Listed entries START

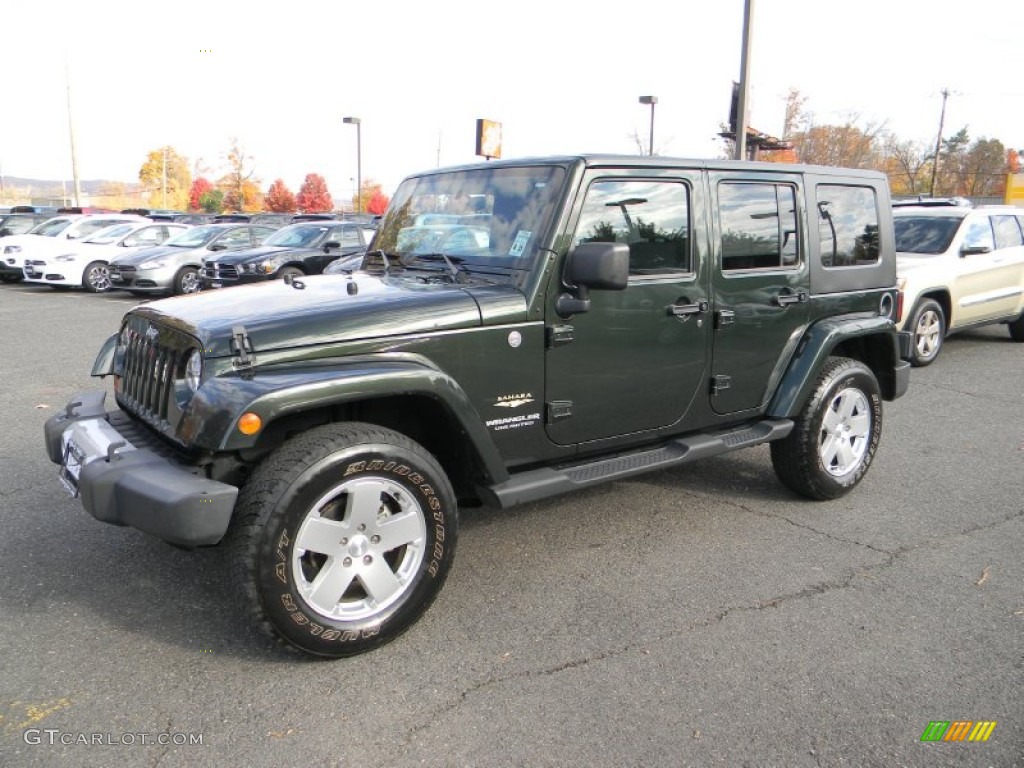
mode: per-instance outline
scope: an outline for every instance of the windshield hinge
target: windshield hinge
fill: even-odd
[[[576,332],[571,325],[549,325],[548,326],[548,349],[560,347],[563,344],[571,344],[576,339]]]
[[[255,358],[252,356],[252,341],[244,325],[231,326],[231,350],[235,353],[235,368],[251,368],[255,365]]]

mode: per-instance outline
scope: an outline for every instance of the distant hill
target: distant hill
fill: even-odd
[[[64,188],[70,193],[74,189],[74,181],[72,179],[65,179],[61,182],[60,179],[26,179],[21,176],[4,176],[2,179],[3,187],[6,191],[10,192],[13,190],[21,189],[32,189],[34,192],[44,192],[59,190],[61,184],[64,184]],[[82,179],[79,182],[82,185],[82,193],[86,195],[99,194],[100,190],[103,189],[105,184],[123,184],[125,187],[134,187],[138,182],[113,182],[108,179]]]

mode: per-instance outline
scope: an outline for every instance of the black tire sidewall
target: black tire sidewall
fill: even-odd
[[[448,529],[456,525],[457,512],[447,480],[427,464],[400,446],[364,444],[332,453],[288,486],[267,517],[253,573],[263,611],[287,642],[324,656],[361,653],[404,632],[433,602],[454,558],[455,537]],[[386,478],[416,498],[426,526],[424,558],[415,584],[395,604],[364,620],[337,622],[313,611],[299,595],[292,550],[313,504],[342,480],[358,477]]]
[[[845,475],[836,476],[825,467],[825,463],[821,458],[821,451],[818,448],[818,441],[829,406],[844,389],[855,389],[864,395],[870,410],[871,428],[869,430],[867,448],[857,468]],[[825,489],[831,488],[834,491],[834,493],[829,493],[828,495],[839,496],[861,481],[875,457],[875,451],[878,450],[878,444],[882,436],[882,396],[879,392],[878,383],[870,372],[860,364],[853,364],[847,370],[837,372],[831,380],[825,383],[825,386],[819,390],[813,402],[815,407],[813,414],[810,415],[809,435],[814,440],[814,475],[818,484]]]

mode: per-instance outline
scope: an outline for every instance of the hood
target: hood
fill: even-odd
[[[178,248],[174,245],[154,245],[149,248],[142,248],[134,252],[128,252],[124,256],[118,256],[114,259],[111,264],[132,264],[139,265],[144,261],[150,259],[156,259],[160,256],[168,256],[171,254],[185,254],[192,253],[194,248]]]
[[[350,293],[349,284],[357,286]],[[233,354],[244,326],[253,351],[315,346],[399,334],[526,320],[513,286],[423,283],[408,278],[314,275],[304,288],[281,280],[150,302],[132,313],[194,336],[210,357]]]
[[[218,264],[241,264],[245,261],[258,261],[279,253],[315,253],[319,248],[288,248],[283,245],[261,245],[258,248],[246,248],[242,251],[220,251],[211,253],[204,261],[216,261]]]
[[[896,274],[903,275],[919,269],[935,269],[942,261],[942,254],[937,253],[897,253]]]

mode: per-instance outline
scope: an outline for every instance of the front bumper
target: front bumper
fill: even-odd
[[[897,397],[903,397],[910,388],[910,363],[906,360],[899,360],[896,363],[895,377],[893,383],[893,395],[892,399],[895,400]]]
[[[111,264],[110,284],[114,288],[138,291],[140,293],[167,293],[174,285],[177,267],[159,269],[135,269],[121,271],[117,264]]]
[[[231,521],[238,489],[200,474],[122,434],[130,417],[106,411],[102,391],[75,395],[43,428],[65,487],[97,520],[171,544],[216,544]],[[120,427],[120,431],[119,431]]]

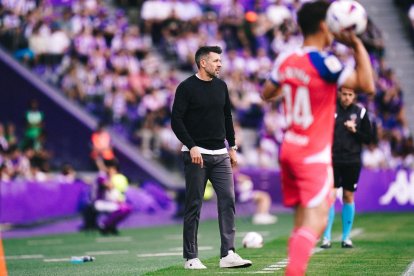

Listed entries END

How to complete this task:
Could you print all of the entries exactly, skipping the images?

Result for this task:
mode: per-instance outline
scope: an outline for every instance of the windshield hinge
target: windshield hinge
fill: even-odd
[[[576,332],[571,325],[549,325],[548,326],[548,349],[560,347],[563,344],[571,344],[576,339]]]
[[[255,358],[252,356],[252,341],[244,325],[231,326],[231,350],[235,353],[235,368],[251,368],[255,365]]]

mode: per-instance outline
scope: an outline for every instance of the distant hill
target: distant hill
fill: even-odd
[[[64,188],[70,193],[74,189],[74,181],[72,179],[65,179],[61,182],[60,179],[26,179],[21,176],[4,176],[2,179],[3,187],[6,191],[10,192],[13,190],[21,189],[32,189],[34,192],[44,192],[59,190],[61,184],[64,184]],[[82,179],[79,182],[82,185],[82,193],[86,195],[99,194],[100,190],[103,189],[105,184],[123,184],[125,187],[134,187],[138,182],[113,182],[108,179]]]

mode: per-instance outline
scope: an outline for every instance of the black tire sidewall
target: black tire sidewall
fill: even-odd
[[[448,529],[456,525],[457,512],[447,480],[427,464],[400,446],[364,444],[332,453],[288,486],[267,517],[253,573],[263,611],[287,642],[324,656],[361,653],[404,632],[433,602],[454,558],[455,537]],[[386,478],[416,498],[426,526],[424,558],[415,584],[395,604],[364,620],[337,622],[313,611],[299,595],[292,550],[313,504],[342,480],[358,477]]]
[[[845,475],[836,476],[825,467],[825,463],[821,458],[821,451],[818,448],[818,441],[829,406],[844,389],[855,389],[864,395],[870,410],[871,428],[869,430],[867,448],[857,468]],[[825,489],[831,488],[834,491],[834,493],[829,493],[828,495],[839,496],[861,481],[875,457],[875,451],[878,450],[878,444],[882,436],[882,396],[879,392],[878,383],[870,372],[860,364],[853,364],[847,370],[837,372],[831,380],[825,383],[825,386],[819,390],[813,402],[815,407],[813,414],[810,415],[809,435],[814,440],[814,475],[818,484]]]

mode: per-instance outline
scope: an outline for every instance of the hood
target: hood
fill: even-odd
[[[178,248],[174,245],[154,245],[149,248],[142,248],[134,252],[128,252],[124,256],[118,256],[114,259],[111,264],[132,264],[139,265],[144,261],[150,259],[156,259],[160,256],[168,256],[171,254],[185,254],[192,253],[194,248]]]
[[[350,293],[349,284],[357,286]],[[233,354],[244,326],[253,351],[315,346],[399,334],[526,320],[513,286],[423,283],[408,278],[314,275],[304,288],[281,280],[150,302],[132,313],[194,336],[210,357]]]
[[[218,264],[241,264],[245,261],[258,261],[279,253],[315,253],[319,248],[288,248],[283,245],[261,245],[258,248],[246,248],[242,251],[220,251],[211,253],[204,261],[216,261]]]
[[[896,274],[903,275],[919,269],[935,269],[942,261],[942,254],[937,253],[897,253]]]

mode: per-instance outline
scope: an outline for every instance of the front bumper
target: front bumper
fill: even-odd
[[[897,397],[903,397],[910,388],[910,363],[906,360],[899,360],[896,363],[895,377],[893,383],[893,395],[892,399],[895,400]]]
[[[111,264],[110,284],[114,288],[138,291],[140,293],[167,293],[174,285],[177,267],[159,269],[135,269],[121,271],[117,264]]]
[[[231,521],[238,489],[200,474],[122,434],[130,417],[106,411],[102,391],[75,395],[43,428],[65,487],[97,520],[171,544],[216,544]],[[120,427],[120,431],[119,431]]]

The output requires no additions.